Set down a faithful copy of every record below, with no images.

====

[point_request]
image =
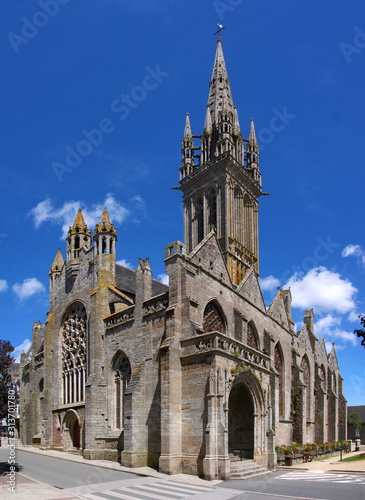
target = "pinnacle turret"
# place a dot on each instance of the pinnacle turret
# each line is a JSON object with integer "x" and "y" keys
{"x": 252, "y": 137}
{"x": 78, "y": 236}
{"x": 105, "y": 225}
{"x": 58, "y": 262}
{"x": 187, "y": 131}
{"x": 79, "y": 223}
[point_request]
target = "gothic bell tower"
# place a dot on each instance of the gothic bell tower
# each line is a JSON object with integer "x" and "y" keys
{"x": 220, "y": 179}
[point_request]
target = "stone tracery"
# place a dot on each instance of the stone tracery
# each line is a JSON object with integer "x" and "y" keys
{"x": 74, "y": 355}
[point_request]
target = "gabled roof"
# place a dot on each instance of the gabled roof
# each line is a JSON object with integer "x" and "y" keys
{"x": 126, "y": 281}
{"x": 249, "y": 288}
{"x": 209, "y": 256}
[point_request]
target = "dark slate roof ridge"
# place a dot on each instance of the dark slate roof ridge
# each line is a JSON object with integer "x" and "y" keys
{"x": 360, "y": 409}
{"x": 127, "y": 281}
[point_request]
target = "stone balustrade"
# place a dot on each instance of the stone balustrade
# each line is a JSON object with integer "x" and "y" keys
{"x": 218, "y": 342}
{"x": 119, "y": 318}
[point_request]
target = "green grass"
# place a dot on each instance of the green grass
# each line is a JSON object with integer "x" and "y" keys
{"x": 356, "y": 457}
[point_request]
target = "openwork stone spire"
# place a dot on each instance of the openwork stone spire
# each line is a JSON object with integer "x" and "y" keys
{"x": 105, "y": 225}
{"x": 220, "y": 97}
{"x": 58, "y": 262}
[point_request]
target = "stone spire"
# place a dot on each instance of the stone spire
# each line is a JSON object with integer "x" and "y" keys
{"x": 79, "y": 222}
{"x": 78, "y": 236}
{"x": 105, "y": 225}
{"x": 187, "y": 131}
{"x": 187, "y": 150}
{"x": 208, "y": 122}
{"x": 105, "y": 238}
{"x": 220, "y": 97}
{"x": 252, "y": 138}
{"x": 58, "y": 262}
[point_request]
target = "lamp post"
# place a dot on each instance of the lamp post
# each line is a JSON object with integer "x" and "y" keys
{"x": 341, "y": 422}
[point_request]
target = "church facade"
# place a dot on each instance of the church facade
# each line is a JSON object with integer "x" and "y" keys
{"x": 186, "y": 376}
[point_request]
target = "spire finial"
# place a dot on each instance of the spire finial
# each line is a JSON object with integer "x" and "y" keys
{"x": 218, "y": 32}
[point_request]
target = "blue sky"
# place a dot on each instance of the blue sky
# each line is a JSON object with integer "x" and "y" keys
{"x": 123, "y": 74}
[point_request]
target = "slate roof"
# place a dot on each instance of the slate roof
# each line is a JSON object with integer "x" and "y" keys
{"x": 126, "y": 281}
{"x": 357, "y": 409}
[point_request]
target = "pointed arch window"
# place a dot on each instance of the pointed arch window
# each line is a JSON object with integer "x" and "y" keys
{"x": 306, "y": 380}
{"x": 213, "y": 319}
{"x": 252, "y": 337}
{"x": 322, "y": 376}
{"x": 278, "y": 361}
{"x": 247, "y": 222}
{"x": 212, "y": 207}
{"x": 74, "y": 354}
{"x": 237, "y": 214}
{"x": 199, "y": 214}
{"x": 122, "y": 375}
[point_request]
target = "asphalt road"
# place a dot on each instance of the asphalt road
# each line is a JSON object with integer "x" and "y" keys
{"x": 303, "y": 485}
{"x": 64, "y": 474}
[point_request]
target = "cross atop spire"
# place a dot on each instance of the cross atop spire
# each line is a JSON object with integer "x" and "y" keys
{"x": 218, "y": 32}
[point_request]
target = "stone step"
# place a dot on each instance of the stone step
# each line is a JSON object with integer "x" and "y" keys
{"x": 243, "y": 469}
{"x": 251, "y": 467}
{"x": 249, "y": 475}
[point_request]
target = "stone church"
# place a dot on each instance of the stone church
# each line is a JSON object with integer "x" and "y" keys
{"x": 186, "y": 376}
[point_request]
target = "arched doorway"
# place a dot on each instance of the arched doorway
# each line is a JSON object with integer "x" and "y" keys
{"x": 71, "y": 430}
{"x": 241, "y": 422}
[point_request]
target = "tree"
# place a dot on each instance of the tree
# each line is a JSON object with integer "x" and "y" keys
{"x": 6, "y": 359}
{"x": 355, "y": 422}
{"x": 361, "y": 331}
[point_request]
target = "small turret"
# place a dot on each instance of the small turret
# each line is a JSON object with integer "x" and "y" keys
{"x": 187, "y": 150}
{"x": 105, "y": 237}
{"x": 143, "y": 280}
{"x": 309, "y": 319}
{"x": 253, "y": 155}
{"x": 56, "y": 269}
{"x": 37, "y": 337}
{"x": 78, "y": 237}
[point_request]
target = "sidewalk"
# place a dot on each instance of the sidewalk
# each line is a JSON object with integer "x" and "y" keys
{"x": 334, "y": 464}
{"x": 34, "y": 490}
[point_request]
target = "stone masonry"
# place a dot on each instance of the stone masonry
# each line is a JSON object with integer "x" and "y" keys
{"x": 186, "y": 376}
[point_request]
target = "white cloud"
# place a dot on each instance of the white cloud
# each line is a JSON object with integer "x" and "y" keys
{"x": 29, "y": 287}
{"x": 164, "y": 278}
{"x": 24, "y": 346}
{"x": 353, "y": 317}
{"x": 65, "y": 215}
{"x": 269, "y": 283}
{"x": 3, "y": 285}
{"x": 124, "y": 263}
{"x": 329, "y": 327}
{"x": 338, "y": 347}
{"x": 323, "y": 290}
{"x": 354, "y": 251}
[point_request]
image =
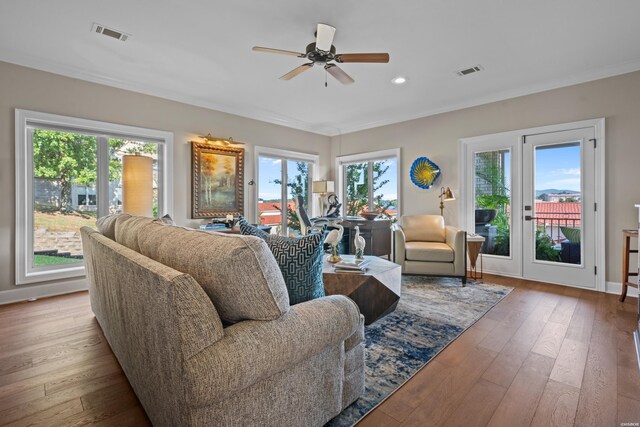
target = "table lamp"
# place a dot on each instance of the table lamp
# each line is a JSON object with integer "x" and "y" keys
{"x": 137, "y": 185}
{"x": 446, "y": 195}
{"x": 322, "y": 188}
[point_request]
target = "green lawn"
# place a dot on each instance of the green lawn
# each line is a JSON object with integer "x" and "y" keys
{"x": 39, "y": 260}
{"x": 56, "y": 221}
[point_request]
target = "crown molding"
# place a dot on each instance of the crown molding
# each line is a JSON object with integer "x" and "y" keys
{"x": 590, "y": 75}
{"x": 25, "y": 60}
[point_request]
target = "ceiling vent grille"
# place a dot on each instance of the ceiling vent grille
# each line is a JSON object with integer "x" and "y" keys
{"x": 110, "y": 32}
{"x": 470, "y": 70}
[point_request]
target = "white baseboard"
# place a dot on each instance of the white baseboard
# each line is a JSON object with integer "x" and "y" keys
{"x": 616, "y": 288}
{"x": 23, "y": 293}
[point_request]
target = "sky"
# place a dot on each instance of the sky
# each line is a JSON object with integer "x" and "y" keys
{"x": 558, "y": 168}
{"x": 271, "y": 169}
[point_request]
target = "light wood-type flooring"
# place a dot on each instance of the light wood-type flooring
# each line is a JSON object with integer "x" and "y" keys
{"x": 545, "y": 355}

====

— TASK ANSWER —
[point_request]
image =
target = "pinnacle turret"
# place a dot on each instance of the pinnacle turret
# each line is a JSON object with integer "x" and "y" keys
{"x": 252, "y": 137}
{"x": 78, "y": 236}
{"x": 105, "y": 225}
{"x": 58, "y": 262}
{"x": 187, "y": 131}
{"x": 79, "y": 223}
[point_request]
target = "gothic bell tower"
# place a dot on each instance of the gothic bell tower
# each line is a JSON object with integer "x" and "y" keys
{"x": 220, "y": 179}
[point_request]
target = "stone tracery"
# place a dot on each instance of the stone tracery
# each line is a JSON object with integer "x" and "y" keys
{"x": 74, "y": 355}
[point_request]
target = "gabled roof"
# place a dot on each instance of the gabled roof
# each line is a JSON object with integer "x" and "y" keys
{"x": 126, "y": 281}
{"x": 249, "y": 288}
{"x": 209, "y": 256}
[point_request]
target = "dark slate roof ridge"
# place a dot on each instance of the dark slate roof ridge
# each line is a JSON object with integer "x" and "y" keys
{"x": 360, "y": 409}
{"x": 127, "y": 281}
[point_request]
target = "stone balustrade"
# place a dot on each instance of the stone balustrade
# each line is a JSON object with integer "x" and "y" keys
{"x": 218, "y": 342}
{"x": 119, "y": 318}
[point_request]
target = "green grass"
# place a dot on each instance of the green grass
# each line is a JSON object with integer "x" and "y" keys
{"x": 356, "y": 457}
[point_request]
target = "openwork stone spire"
# place a dot on each instance of the openwork stone spire
# each line is a JSON object with integer "x" and "y" keys
{"x": 105, "y": 225}
{"x": 220, "y": 97}
{"x": 58, "y": 262}
[point_request]
target = "stone spire"
# place a dot on each instance of the stone spire
# each line is a JSON object with integer "x" and "y" keys
{"x": 79, "y": 222}
{"x": 78, "y": 236}
{"x": 105, "y": 225}
{"x": 187, "y": 131}
{"x": 187, "y": 150}
{"x": 208, "y": 122}
{"x": 105, "y": 238}
{"x": 220, "y": 97}
{"x": 252, "y": 138}
{"x": 58, "y": 262}
[point_request]
target = "lamp post"
# place a dot on each instance of the lamp post
# each line is a JSON object with integer "x" and "y" keys
{"x": 341, "y": 422}
[point_request]
target = "church facade"
# place a dot on each instance of the church facade
# each line is a JSON object with integer "x" and "y" keys
{"x": 186, "y": 376}
[point_request]
target = "spire finial"
# place a dot on each instance of the spire finial
# each line is a JSON object with integer "x" and "y" keys
{"x": 218, "y": 32}
[point_request]
target = "blue sky"
# place a dot on each instance of the blue sky
# each line is a JSON object with integer "x" and "y" keys
{"x": 123, "y": 74}
[point_request]
target = "slate roof"
# place a dot on each instance of the slate roof
# each line is a JSON object with integer "x" and "y" keys
{"x": 126, "y": 281}
{"x": 357, "y": 409}
[point_request]
target = "pointed arch window"
# place a dot on each instance of the pointed arch window
# each line is a JSON object with integer "x" and "y" keys
{"x": 306, "y": 380}
{"x": 213, "y": 319}
{"x": 252, "y": 337}
{"x": 322, "y": 376}
{"x": 278, "y": 361}
{"x": 247, "y": 222}
{"x": 212, "y": 207}
{"x": 74, "y": 354}
{"x": 237, "y": 214}
{"x": 199, "y": 214}
{"x": 122, "y": 375}
[point_request]
target = "asphalt road"
# place a dot on each instance of the asphalt road
# each line is a JSON object with integer "x" and "y" keys
{"x": 303, "y": 485}
{"x": 64, "y": 474}
[point_request]
target = "cross atop spire"
# place a dot on each instance of the cross atop spire
# each line is a JSON object with integer "x" and "y" keys
{"x": 218, "y": 32}
[point_request]
target = "stone step"
# place a dot on each instance of the stone step
# each line is a JSON object with integer "x" and "y" keys
{"x": 243, "y": 469}
{"x": 251, "y": 467}
{"x": 249, "y": 475}
[point_request]
target = "stone church"
# place a dot on each instance of the stone church
# each line is a JSON object with integer "x" and "y" keys
{"x": 186, "y": 376}
[point_request]
target = "arched doorway"
# place a dot on each instance of the arched doorway
# each line is a JSON object with integer "x" and "y" keys
{"x": 71, "y": 430}
{"x": 241, "y": 422}
[point_request]
target = "tree"
# place a dot on each instance of the tree
# each line is a JSON object with integer "x" and "y" keys
{"x": 6, "y": 359}
{"x": 355, "y": 422}
{"x": 361, "y": 331}
[point_request]
target = "small turret"
# place a dot on each instance of the small turret
# each line is a JSON object with integer "x" and "y" keys
{"x": 187, "y": 150}
{"x": 105, "y": 237}
{"x": 143, "y": 280}
{"x": 309, "y": 319}
{"x": 253, "y": 155}
{"x": 56, "y": 269}
{"x": 37, "y": 337}
{"x": 78, "y": 237}
[point_request]
target = "sidewalk"
# place a dot on each instance of the sidewalk
# each line is a JSON object with integer "x" and "y" keys
{"x": 334, "y": 464}
{"x": 34, "y": 490}
[point_request]
target = "stone masonry"
# place a dot on each instance of the stone masonry
# each line is a JSON object with integer "x" and "y" keys
{"x": 186, "y": 376}
[point_request]
target = "white cloud"
# place a dot on each instance of the white cloud
# each line is a JSON object with integer "x" and "y" keys
{"x": 29, "y": 287}
{"x": 164, "y": 278}
{"x": 24, "y": 346}
{"x": 353, "y": 317}
{"x": 65, "y": 215}
{"x": 269, "y": 283}
{"x": 3, "y": 285}
{"x": 124, "y": 263}
{"x": 329, "y": 327}
{"x": 338, "y": 347}
{"x": 323, "y": 290}
{"x": 354, "y": 251}
[point_request]
image =
target = "table lamp"
# place a dot on each instance of the table lamp
# each line is a JSON object with integer "x" and "y" keys
{"x": 137, "y": 185}
{"x": 446, "y": 195}
{"x": 322, "y": 188}
[point_request]
target = "green lawn"
# place a dot on each instance of the green lawn
# each line is a JSON object with integer "x" and "y" keys
{"x": 39, "y": 260}
{"x": 56, "y": 221}
[point_request]
target = "crown molding"
# place a dot on each instance of the crown molding
# each line is a JSON object with integer "x" and "y" keys
{"x": 590, "y": 75}
{"x": 25, "y": 60}
[point_request]
target = "ceiling vent grille"
# place a dot on each instance of the ceiling vent grille
# each line is a JSON object with integer "x" and "y" keys
{"x": 110, "y": 32}
{"x": 470, "y": 70}
[point_request]
target = "white baseboard"
# place a dot on each instance of the white baseboard
# each line is a JSON object with integer "x" and "y" keys
{"x": 616, "y": 288}
{"x": 23, "y": 293}
[point_request]
target = "sky"
# place a dot on each instance of the sky
# each line is a JSON object with integer "x" and "y" keys
{"x": 558, "y": 168}
{"x": 271, "y": 169}
[point_request]
target = "light wood-type flooring"
# place a dot on each instance of the light wood-type flooring
# each line is a JSON object with integer "x" and "y" keys
{"x": 545, "y": 355}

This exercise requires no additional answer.